Passage shown –
▬▬▬

Take the keywords meta tag. Back in 1995, search engines thought it would be great if websites could add some semantic data to their sites, and they invented the “keywords” meta tag – which let websites specify keywords describing their site.
That failed badly – for every site which used the tag to add useful keywords, several spam sites used the keywords to add irrelevant keywords to their site. At the time it wasn’t unusual to skip through several pages of search results before finding a site which wasn’t spam. By 1998, search engines had started ignoring the tag.
As a result of spammers, it’s fairly much a given that all indexed data about the page has to come from what the user can see on the page – not from hidden markup features.
CSS lets us style elements in any way we like – we can effectively change the visual meaning of any two tags however we see fit.

▬▬▬

Tasks –
1 – Write out the passage on the keywords meta tag word for word, starting at "Take the keywords" and ending at "we see fit.".
2 – Extend the passage on the keywords meta tag, picking up after its final sentence.

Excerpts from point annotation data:
▬▬▬

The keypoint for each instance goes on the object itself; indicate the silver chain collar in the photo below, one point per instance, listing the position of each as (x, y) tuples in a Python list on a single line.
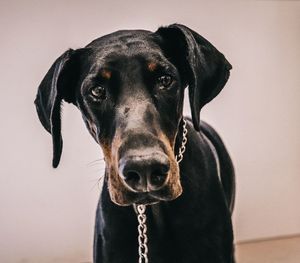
[(141, 209)]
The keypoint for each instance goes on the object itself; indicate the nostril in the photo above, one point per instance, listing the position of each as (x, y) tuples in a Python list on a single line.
[(158, 179), (132, 176), (158, 176)]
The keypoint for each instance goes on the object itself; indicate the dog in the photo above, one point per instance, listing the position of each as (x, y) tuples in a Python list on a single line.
[(129, 86)]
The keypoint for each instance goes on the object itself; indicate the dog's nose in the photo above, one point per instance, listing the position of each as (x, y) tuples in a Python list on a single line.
[(145, 173)]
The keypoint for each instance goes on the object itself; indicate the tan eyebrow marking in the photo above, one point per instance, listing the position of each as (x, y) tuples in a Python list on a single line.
[(152, 66), (106, 74)]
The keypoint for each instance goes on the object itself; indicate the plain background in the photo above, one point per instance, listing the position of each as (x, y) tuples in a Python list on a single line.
[(47, 215)]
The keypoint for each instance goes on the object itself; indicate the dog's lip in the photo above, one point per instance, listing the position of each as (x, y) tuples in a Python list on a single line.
[(148, 198)]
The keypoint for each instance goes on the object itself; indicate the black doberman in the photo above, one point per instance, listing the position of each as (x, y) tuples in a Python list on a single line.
[(129, 87)]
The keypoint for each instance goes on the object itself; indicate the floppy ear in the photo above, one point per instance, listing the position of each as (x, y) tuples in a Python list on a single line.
[(203, 68), (58, 84)]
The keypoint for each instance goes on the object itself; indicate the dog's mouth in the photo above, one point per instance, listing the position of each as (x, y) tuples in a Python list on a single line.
[(121, 195)]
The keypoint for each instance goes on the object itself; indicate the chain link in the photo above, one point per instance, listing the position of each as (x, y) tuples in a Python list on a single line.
[(141, 209), (142, 229)]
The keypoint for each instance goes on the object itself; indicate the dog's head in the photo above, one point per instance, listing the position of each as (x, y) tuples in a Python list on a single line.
[(129, 87)]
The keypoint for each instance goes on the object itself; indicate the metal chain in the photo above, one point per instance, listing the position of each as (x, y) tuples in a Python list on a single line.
[(182, 148), (142, 229), (141, 209)]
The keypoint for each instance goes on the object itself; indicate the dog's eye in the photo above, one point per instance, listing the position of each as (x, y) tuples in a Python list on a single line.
[(165, 80), (98, 93)]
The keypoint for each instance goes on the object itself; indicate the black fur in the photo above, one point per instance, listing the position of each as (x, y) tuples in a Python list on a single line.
[(196, 226)]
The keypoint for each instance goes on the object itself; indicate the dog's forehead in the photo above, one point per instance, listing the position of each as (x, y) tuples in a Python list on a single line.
[(126, 45), (124, 39)]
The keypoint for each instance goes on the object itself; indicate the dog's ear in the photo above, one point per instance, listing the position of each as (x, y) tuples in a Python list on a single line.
[(57, 85), (202, 67)]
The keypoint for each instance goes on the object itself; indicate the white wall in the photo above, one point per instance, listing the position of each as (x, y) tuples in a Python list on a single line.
[(47, 215)]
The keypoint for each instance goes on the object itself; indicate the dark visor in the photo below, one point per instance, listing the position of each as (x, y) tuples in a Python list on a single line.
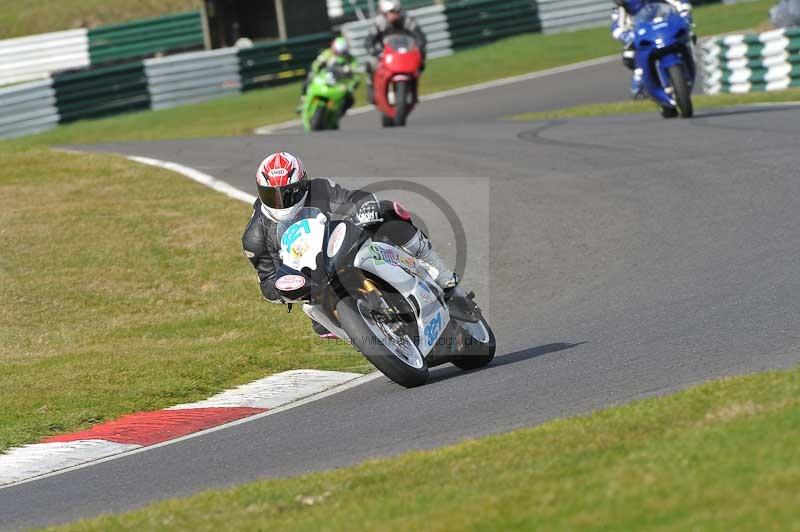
[(283, 197)]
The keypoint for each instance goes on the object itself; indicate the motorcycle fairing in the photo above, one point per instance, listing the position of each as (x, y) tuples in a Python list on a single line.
[(404, 273)]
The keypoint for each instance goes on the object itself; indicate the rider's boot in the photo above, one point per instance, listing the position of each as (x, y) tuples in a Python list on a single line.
[(636, 84), (420, 247), (460, 303)]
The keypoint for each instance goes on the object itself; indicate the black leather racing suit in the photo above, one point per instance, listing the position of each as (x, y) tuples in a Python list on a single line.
[(260, 238), (407, 24)]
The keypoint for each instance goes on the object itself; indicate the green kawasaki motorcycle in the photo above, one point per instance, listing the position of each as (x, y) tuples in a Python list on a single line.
[(327, 94)]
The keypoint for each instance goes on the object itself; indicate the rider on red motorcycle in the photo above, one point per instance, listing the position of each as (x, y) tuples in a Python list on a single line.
[(392, 18)]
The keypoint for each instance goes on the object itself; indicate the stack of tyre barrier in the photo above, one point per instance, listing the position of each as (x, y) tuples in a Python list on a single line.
[(749, 63)]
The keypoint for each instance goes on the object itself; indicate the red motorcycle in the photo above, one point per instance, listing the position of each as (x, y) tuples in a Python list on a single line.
[(397, 78)]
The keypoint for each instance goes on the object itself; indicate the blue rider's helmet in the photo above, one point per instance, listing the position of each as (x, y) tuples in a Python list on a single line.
[(631, 6)]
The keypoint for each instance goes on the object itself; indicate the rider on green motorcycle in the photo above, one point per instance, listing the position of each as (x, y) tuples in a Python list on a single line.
[(338, 54)]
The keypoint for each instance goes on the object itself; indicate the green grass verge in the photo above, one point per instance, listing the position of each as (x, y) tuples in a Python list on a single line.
[(237, 115), (721, 456), (124, 289), (26, 17), (126, 284), (702, 101)]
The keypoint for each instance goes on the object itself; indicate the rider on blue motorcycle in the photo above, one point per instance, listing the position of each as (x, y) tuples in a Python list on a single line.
[(622, 30), (284, 188)]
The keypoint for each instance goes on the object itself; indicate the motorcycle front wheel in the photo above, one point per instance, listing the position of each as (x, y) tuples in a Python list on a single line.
[(377, 338), (480, 348), (681, 90), (318, 119), (401, 99)]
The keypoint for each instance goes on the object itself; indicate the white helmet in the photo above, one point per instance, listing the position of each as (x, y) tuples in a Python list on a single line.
[(282, 184), (340, 46), (389, 5)]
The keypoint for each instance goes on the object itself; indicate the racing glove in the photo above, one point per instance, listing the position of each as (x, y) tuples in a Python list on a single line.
[(368, 214)]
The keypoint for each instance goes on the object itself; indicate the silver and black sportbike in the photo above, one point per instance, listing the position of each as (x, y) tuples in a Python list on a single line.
[(380, 298)]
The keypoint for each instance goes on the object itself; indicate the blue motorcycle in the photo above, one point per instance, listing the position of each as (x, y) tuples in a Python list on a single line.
[(663, 50)]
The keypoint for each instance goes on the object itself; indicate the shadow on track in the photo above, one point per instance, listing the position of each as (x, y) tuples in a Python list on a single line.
[(777, 108), (448, 372)]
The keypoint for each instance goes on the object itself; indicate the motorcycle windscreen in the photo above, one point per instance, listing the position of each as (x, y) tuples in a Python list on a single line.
[(652, 12)]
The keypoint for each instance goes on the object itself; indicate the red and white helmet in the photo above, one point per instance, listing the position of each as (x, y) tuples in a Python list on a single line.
[(282, 184), (390, 6)]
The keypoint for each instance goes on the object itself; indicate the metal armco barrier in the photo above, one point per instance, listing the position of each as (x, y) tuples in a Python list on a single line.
[(271, 64), (191, 78), (35, 57), (27, 108), (101, 92), (144, 38), (38, 56), (432, 20), (756, 62), (732, 64)]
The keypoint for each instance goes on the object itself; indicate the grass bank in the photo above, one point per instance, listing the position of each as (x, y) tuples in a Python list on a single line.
[(701, 101), (124, 289), (238, 115), (721, 456), (26, 17)]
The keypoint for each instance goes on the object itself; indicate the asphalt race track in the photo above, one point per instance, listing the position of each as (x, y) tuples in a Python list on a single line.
[(618, 258)]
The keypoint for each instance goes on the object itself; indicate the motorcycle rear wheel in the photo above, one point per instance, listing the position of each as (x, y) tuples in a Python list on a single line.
[(681, 90), (408, 369), (482, 346)]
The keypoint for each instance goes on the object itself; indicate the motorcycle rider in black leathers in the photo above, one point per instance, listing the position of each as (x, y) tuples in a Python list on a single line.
[(284, 188), (391, 18)]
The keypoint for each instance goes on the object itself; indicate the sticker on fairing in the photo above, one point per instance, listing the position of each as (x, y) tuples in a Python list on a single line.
[(336, 240), (425, 292), (433, 329), (290, 283), (385, 255)]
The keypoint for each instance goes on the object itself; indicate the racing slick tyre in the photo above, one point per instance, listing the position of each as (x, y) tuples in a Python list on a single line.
[(681, 90), (376, 337)]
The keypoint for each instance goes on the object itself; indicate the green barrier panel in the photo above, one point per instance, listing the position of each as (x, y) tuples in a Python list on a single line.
[(477, 22), (101, 91), (143, 38), (280, 62), (350, 10)]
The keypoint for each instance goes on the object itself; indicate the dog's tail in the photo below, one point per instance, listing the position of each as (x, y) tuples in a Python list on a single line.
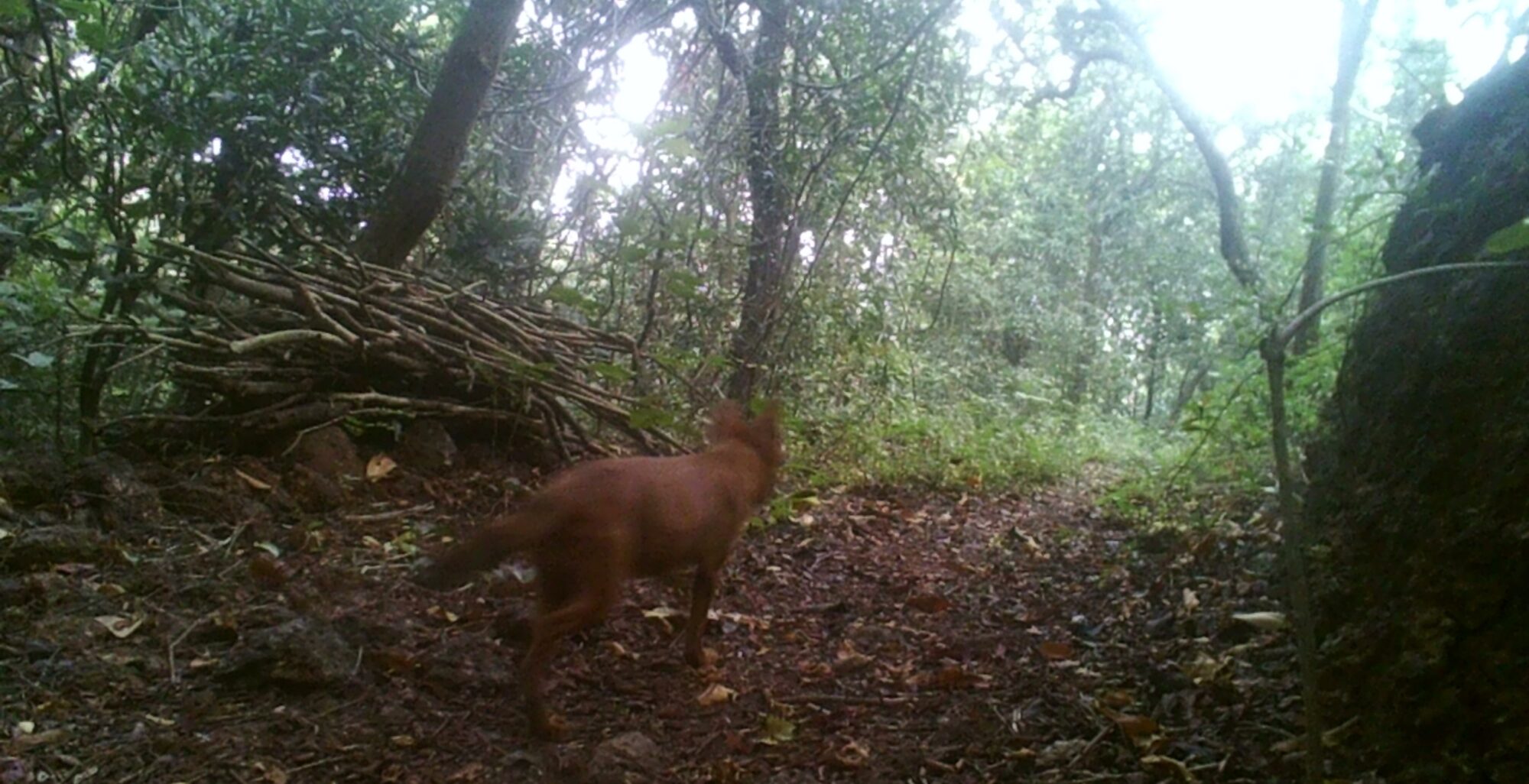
[(485, 548)]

▬▬▬

Outputs for the tasks –
1 –
Take the keywords meta tag. Back in 1995, search engines thought it would be great if websites could add some semantic data to their sites, and they invented the “keywords” meta tag – which let websites specify keywords describing their site.
That failed badly – for every site which used the tag to add useful keywords, several spam sites used the keywords to add irrelevant keywords to their site. At the time it wasn’t unusual to skip through several pages of search results before finding a site which wasn’t spam. By 1998, search engines had started ignoring the tag.
As a result of spammers, it’s fairly much a given that all indexed data about the page has to come from what the user can see on the page – not from hidden markup features.
CSS lets us style elements in any way we like – we can effectively change the visual meaning of any two tags however we see fit.

2 –
It would be trivial for example to switch <h1> and <small> tags by modifying the styles for the elements. On a normal website you may never want to do that, but now consider you’re a spammer – you can put two different sets of copy on the page, and the raw markup can focus on one set of copy while your CSS focuses the user on completely different copy.
If an indexer was to base their importance largely on which tags were being used (e.g. rank <h1> tags highly) then they would be wide open to spam from that page.
It is possible for indexers to take hints from these tags, and use them if they match with their own results for detecting sections of a page, but they certainly can’t take them at face value.